GIVEN TASK
Quote every line of the records below verbatim, in their original order, with nothing added, dropped, or altered.

EXTRACTED MATERIAL

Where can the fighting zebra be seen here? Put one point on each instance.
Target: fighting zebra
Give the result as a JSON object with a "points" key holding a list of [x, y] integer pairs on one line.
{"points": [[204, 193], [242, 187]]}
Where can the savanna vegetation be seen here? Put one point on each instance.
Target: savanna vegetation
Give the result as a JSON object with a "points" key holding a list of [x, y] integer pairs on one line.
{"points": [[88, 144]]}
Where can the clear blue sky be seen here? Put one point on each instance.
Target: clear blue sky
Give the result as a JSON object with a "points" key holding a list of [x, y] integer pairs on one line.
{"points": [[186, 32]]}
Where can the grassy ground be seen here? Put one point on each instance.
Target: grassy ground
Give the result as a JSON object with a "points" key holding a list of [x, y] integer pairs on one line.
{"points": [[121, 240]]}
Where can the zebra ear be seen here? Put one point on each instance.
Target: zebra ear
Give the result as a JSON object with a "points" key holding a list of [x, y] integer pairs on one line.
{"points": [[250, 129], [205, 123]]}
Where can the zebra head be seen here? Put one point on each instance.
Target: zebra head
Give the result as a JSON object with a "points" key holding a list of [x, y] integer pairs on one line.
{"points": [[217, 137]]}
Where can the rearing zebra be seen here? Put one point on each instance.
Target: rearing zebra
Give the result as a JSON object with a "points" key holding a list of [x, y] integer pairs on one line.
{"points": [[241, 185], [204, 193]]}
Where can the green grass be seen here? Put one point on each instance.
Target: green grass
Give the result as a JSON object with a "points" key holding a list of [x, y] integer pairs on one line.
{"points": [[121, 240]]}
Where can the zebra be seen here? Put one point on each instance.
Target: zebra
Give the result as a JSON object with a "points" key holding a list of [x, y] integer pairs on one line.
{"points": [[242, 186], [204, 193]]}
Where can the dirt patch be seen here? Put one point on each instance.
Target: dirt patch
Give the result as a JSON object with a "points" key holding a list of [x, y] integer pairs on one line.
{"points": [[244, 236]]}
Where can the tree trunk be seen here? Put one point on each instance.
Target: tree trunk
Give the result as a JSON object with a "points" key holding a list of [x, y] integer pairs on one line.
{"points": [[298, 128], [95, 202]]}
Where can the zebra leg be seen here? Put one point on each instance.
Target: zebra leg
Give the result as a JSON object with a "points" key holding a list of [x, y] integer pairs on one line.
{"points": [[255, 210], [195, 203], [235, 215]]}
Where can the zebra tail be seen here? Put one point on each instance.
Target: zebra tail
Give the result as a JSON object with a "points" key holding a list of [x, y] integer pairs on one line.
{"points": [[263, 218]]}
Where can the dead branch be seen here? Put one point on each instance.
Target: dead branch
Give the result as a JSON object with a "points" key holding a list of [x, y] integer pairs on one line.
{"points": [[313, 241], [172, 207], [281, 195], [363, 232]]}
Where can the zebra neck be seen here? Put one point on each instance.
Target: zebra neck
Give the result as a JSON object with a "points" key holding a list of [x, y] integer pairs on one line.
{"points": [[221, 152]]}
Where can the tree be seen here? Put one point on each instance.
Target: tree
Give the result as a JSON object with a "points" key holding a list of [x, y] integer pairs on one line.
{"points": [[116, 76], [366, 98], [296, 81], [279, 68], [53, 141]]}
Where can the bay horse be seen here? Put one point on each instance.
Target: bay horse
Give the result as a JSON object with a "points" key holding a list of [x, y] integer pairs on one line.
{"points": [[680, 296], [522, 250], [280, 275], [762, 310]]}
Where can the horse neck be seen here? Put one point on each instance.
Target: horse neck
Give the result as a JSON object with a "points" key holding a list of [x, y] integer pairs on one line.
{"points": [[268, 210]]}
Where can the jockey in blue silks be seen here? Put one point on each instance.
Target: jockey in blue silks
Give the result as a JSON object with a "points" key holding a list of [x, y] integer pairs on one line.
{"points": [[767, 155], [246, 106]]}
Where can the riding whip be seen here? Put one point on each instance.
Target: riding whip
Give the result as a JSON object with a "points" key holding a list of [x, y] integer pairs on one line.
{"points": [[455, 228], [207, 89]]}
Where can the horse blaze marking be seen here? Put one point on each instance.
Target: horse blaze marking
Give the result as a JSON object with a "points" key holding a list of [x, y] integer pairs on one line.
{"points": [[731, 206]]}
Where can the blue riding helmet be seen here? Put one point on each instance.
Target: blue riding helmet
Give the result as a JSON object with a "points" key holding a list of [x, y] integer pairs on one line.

EXPECTED ANSWER
Where can the fighting zebra be seen here? Put one point on each instance.
Target: fighting zebra
Give the result as a JSON object with a "points" key holding a list of [x, y] integer pairs on one line.
{"points": [[204, 193], [242, 187]]}
Where can the savanna vegetation be seen here? Put one point on each instance.
Target: savanna vegetation
Give the result as a JSON object with a "points" key holding a list of [x, y] integer pairs on one line.
{"points": [[88, 144]]}
Where can the clear blue sky be seen here? Put one point on each instance.
Target: clear blue sky
Give the result as a JSON object with a "points" key holding a list of [x, y] integer pairs on one line.
{"points": [[186, 32]]}
Where can the grassy ground be seen here? Put one point on each instance.
Target: grassy ground
Give the result as a JSON object with a "points" key holding a list of [x, y] integer pairs on one line.
{"points": [[121, 240]]}
Where can the zebra ear be seen here? Put one point on each instance.
Target: zebra ear
Give the result as a JSON object with a "points" key holding a list of [x, y] integer pairs on one line.
{"points": [[250, 129], [205, 123]]}
Where can the zebra head be seen here? Put one point on each instance.
Target: zebra head
Give the result as a JSON object with a "points" key holding a list of [x, y] integer pairs on one line.
{"points": [[217, 137]]}
Where can the rearing zebra be seen here? Put one point on each instance.
Target: rearing zebra
Give the result as a JSON object with a "points" key holding a list of [x, y] integer pairs on one line.
{"points": [[241, 185], [204, 193]]}
Where can the green grass be seen here? Put one point on each instance.
Target: green grass
Give the result as a JSON object with a "points" key holding a list of [x, y] integer pairs on one line.
{"points": [[121, 240]]}
Where can the zebra be seen here? Put one point on each instance.
Target: zebra
Give the result as a JSON object with a "points" key holding a list of [x, y] integer pairs on one line.
{"points": [[242, 186], [204, 193]]}
Where can the dirt patch be seen here? Put one point on each instance.
Target: dirt patch
Give the result as a JSON object with a "points" key holding a list of [x, y] integer pairs on one line.
{"points": [[244, 236]]}
Where can the tree trunk be seen here? Put one point on each instance.
Target: tree trunk
Give the result as a JSON object with a "points" key holding a list of [x, y] integer pairs on one line.
{"points": [[298, 128], [95, 202]]}
Where can the zebra leg be seen here? Put one point on each instance.
Target: zebra leg
Give the result as a JSON object with a "points" key holding a list of [x, y] integer pairs on one line.
{"points": [[255, 210], [195, 203], [235, 215]]}
Where can the zebra tail be seen here? Put one point on each instance.
Target: zebra tail
Give the result as a JSON object with a "points" key holding a list of [x, y] integer pairs on one line.
{"points": [[263, 218]]}
Where can the dead branch be seen here? Put one point on each instance.
Target: dead branch
Give the result as a JSON object with a "points" key holding a list of [x, y] integer pairs on one line.
{"points": [[313, 241], [172, 207], [281, 195], [363, 232]]}
Where can the zebra neck be seen here? Put one point on each instance.
Target: zebra neck
Give the result as a JSON object with a "points" key holding a list of [x, y] integer pairs on one line.
{"points": [[221, 152]]}
Where can the tree be seen here? Put one point on each instance.
Target: tree
Give the result as a JSON object with a "points" key holding a list of [x, y] integer pairs on one line.
{"points": [[116, 76], [366, 98], [296, 81], [279, 68], [53, 141]]}
Where can the bay horse be seen here? Put one point on each instance.
Target: bay horse
Give the result as a JSON object with a "points" key holding a list of [x, y] integer pairs on one line.
{"points": [[680, 296], [522, 250], [280, 275], [762, 310]]}
Where can the horse neck be seen here? Put one point on each instance.
Target: horse neck
Give the result as a JSON object with a "points" key holding a list of [x, y] integer pairs on one line.
{"points": [[268, 210]]}
Where can the jockey in blue silks be seen here? Put one point on each instance.
Target: jockey in blue silks
Give the result as a JSON object with a "points" key holding a list of [x, y] integer pairs on one line.
{"points": [[767, 155], [246, 106]]}
Where can the riding whip be seen here? Put one point on each instance.
Target: riding whip
Give the result as a JSON object with a "points" key holding a list of [x, y] integer pairs on one line.
{"points": [[455, 228], [207, 89]]}
Where can the horse blaze marking be seen here? Put one point on each instance.
Target: horse blaze marking
Give the result as a JSON object with a "points" key holding a list of [x, y] integer pairs on one line.
{"points": [[731, 206]]}
Where can the blue riding helmet be seen here? Put one point on each instance.
Target: blue riding helmet
Give the result as a JSON object with a "points" key holding a list of [x, y] integer pairs on one line.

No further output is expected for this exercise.